PROBLEM STATEMENT: Show every line in the items below that contains the word "lawn", copying each such line in full.

EXCERPTED DATA:
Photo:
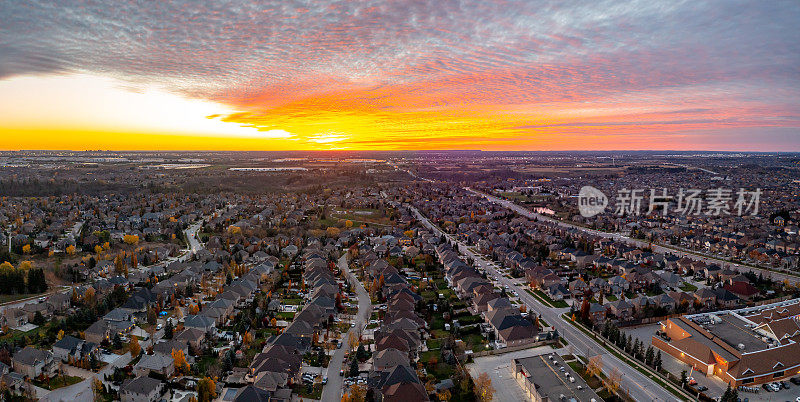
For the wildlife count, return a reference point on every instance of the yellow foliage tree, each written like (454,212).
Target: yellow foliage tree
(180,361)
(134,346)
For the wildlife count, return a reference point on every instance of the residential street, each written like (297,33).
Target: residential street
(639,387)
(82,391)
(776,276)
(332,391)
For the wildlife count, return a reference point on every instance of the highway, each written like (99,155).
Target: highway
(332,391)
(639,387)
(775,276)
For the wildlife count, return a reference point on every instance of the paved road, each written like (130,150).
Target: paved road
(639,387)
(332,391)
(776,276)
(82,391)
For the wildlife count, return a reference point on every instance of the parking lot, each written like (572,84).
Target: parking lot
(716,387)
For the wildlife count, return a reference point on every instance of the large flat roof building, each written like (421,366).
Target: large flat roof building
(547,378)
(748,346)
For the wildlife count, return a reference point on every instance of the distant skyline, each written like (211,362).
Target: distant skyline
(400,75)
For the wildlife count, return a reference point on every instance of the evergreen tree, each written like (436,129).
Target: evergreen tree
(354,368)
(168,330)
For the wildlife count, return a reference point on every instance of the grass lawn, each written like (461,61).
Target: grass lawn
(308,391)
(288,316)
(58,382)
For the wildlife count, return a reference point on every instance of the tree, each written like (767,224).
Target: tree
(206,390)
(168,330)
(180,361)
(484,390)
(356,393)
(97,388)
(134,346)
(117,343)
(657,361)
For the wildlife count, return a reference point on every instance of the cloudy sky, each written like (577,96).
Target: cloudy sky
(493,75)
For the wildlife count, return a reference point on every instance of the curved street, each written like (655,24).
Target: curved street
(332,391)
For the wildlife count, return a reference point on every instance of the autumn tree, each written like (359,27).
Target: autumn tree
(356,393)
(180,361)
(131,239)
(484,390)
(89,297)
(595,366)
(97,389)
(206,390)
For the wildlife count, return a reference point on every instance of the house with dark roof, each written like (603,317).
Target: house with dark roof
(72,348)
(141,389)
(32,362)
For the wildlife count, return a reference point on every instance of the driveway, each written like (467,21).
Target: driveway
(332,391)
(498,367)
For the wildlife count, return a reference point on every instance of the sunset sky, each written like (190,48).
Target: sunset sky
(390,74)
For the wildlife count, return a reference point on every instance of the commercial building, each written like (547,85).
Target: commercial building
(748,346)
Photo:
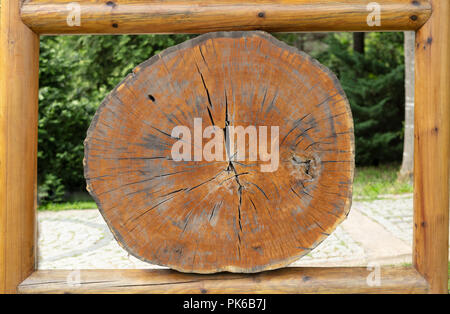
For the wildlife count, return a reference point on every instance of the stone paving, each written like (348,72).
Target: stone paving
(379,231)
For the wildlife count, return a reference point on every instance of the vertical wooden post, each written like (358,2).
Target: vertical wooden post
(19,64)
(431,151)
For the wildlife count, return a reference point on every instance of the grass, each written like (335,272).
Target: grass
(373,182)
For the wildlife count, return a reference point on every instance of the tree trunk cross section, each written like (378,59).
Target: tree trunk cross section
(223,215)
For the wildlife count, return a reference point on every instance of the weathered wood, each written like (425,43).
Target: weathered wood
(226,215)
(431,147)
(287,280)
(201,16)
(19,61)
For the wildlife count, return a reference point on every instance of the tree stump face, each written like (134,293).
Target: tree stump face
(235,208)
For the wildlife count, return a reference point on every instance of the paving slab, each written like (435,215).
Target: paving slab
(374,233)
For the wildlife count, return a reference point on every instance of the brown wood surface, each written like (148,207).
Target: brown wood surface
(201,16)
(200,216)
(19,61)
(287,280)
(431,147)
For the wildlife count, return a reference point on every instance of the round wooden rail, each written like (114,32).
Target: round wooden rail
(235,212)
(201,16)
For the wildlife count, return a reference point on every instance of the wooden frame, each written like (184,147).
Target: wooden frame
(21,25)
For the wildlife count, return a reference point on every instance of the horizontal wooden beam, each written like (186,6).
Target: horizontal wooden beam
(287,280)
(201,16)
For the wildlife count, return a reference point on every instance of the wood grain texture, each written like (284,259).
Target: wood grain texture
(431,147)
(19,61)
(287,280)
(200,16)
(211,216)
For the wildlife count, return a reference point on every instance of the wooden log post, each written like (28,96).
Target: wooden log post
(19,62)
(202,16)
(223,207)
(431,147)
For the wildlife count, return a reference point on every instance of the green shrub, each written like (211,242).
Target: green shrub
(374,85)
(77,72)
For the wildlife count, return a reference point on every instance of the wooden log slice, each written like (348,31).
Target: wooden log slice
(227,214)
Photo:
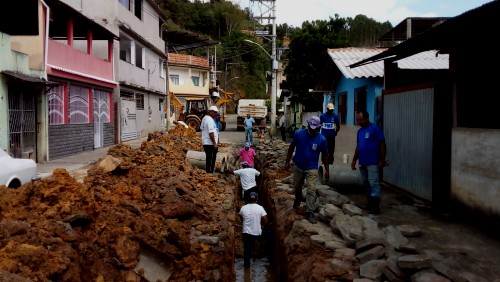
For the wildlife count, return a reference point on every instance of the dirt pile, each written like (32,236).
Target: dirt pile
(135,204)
==
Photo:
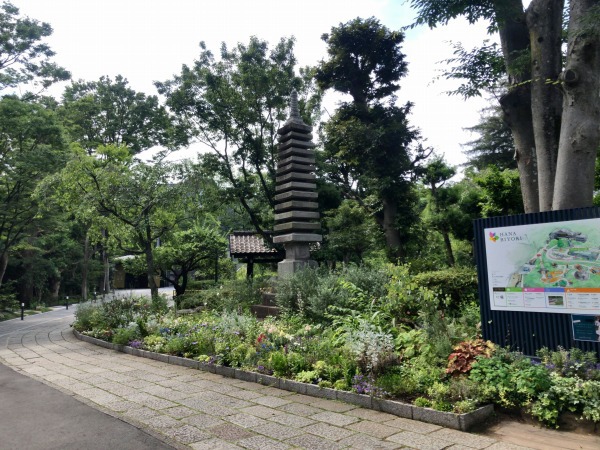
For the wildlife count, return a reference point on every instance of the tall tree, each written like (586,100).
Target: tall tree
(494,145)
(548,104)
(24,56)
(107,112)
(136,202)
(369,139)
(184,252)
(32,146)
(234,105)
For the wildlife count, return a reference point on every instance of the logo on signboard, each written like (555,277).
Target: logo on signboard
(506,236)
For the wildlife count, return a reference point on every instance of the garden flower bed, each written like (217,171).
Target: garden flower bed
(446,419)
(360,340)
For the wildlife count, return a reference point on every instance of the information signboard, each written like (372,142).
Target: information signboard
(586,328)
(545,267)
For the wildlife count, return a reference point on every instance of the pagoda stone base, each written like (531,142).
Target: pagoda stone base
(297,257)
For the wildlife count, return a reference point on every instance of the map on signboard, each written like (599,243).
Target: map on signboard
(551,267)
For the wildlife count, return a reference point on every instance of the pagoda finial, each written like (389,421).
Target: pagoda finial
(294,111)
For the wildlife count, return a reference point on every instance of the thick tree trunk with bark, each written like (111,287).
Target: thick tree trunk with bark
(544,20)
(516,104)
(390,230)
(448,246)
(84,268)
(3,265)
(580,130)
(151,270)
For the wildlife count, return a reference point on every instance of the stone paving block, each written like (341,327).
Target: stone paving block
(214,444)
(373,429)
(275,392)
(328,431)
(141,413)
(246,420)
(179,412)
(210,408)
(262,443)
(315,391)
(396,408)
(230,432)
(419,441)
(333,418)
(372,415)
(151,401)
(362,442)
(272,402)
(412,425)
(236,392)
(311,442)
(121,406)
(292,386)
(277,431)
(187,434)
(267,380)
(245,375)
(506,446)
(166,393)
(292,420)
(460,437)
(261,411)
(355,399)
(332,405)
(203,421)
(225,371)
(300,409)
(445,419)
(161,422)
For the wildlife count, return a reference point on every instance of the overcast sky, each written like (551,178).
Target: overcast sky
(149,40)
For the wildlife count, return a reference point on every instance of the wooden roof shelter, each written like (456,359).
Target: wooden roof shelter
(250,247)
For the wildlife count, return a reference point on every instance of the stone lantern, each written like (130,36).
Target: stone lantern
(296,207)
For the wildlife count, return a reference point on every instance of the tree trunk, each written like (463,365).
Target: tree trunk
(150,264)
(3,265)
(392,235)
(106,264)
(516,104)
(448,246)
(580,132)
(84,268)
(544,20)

RESULT OF THIS TASK:
For the wildlife count, return a reference point on every instance of the grass lawn, each written like (461,61).
Target: grass lawn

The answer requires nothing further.